___ Records provided ___

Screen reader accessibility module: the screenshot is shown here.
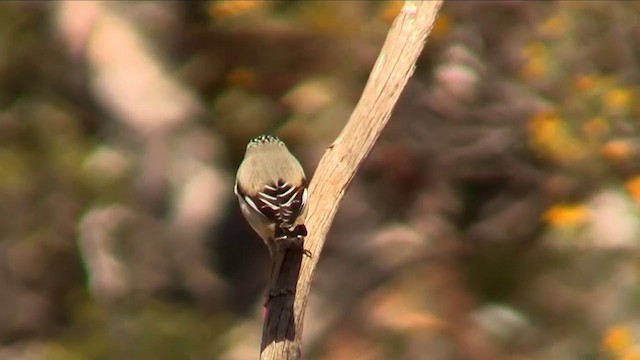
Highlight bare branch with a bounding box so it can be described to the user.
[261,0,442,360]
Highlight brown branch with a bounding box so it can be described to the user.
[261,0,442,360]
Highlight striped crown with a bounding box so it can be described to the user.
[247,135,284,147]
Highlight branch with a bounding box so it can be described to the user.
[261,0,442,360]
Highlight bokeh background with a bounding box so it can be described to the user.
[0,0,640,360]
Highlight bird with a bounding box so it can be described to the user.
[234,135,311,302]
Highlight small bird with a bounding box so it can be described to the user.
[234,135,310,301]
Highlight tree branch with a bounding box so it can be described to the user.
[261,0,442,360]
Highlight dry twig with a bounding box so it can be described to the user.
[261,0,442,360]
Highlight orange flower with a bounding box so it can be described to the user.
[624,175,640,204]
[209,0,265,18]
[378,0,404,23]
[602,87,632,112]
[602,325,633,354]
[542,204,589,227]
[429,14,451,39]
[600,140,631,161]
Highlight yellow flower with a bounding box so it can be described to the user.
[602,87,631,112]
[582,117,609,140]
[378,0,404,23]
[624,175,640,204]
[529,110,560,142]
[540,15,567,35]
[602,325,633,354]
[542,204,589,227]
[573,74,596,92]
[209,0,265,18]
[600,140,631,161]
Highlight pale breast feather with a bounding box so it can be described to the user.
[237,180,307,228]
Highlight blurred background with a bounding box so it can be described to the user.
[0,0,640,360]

___

> Requirements:
Copy every line from the one containing "Highlight tree branch" through the end of the entries, requests included, and scale each bounding box coordinate by 0.6. Round every result to a whole number, with halves rounded up.

> Exercise solution:
Highlight tree branch with a bounding box so it can be described to the user.
[157,0,265,216]
Highlight dry twig with a bounding box so it can be described to the user.
[157,0,265,216]
Highlight orange flower with a bounding box so it can be described to the user.
[374,105,384,122]
[125,0,159,11]
[227,0,242,14]
[361,52,379,67]
[361,195,380,212]
[325,122,353,136]
[257,8,271,23]
[360,84,379,97]
Highlight yellow flower with a bounding box so it can be described to the user.
[361,52,379,67]
[349,70,365,84]
[227,0,242,14]
[374,105,384,122]
[317,66,336,85]
[324,9,340,21]
[361,195,380,212]
[325,122,353,136]
[344,44,358,55]
[125,0,159,11]
[360,84,379,97]
Highlight pale breast feather with a bounding box so it can be described to the user.
[142,108,184,137]
Highlight blurred background with a bounding box so it can be described to the user.
[0,0,384,216]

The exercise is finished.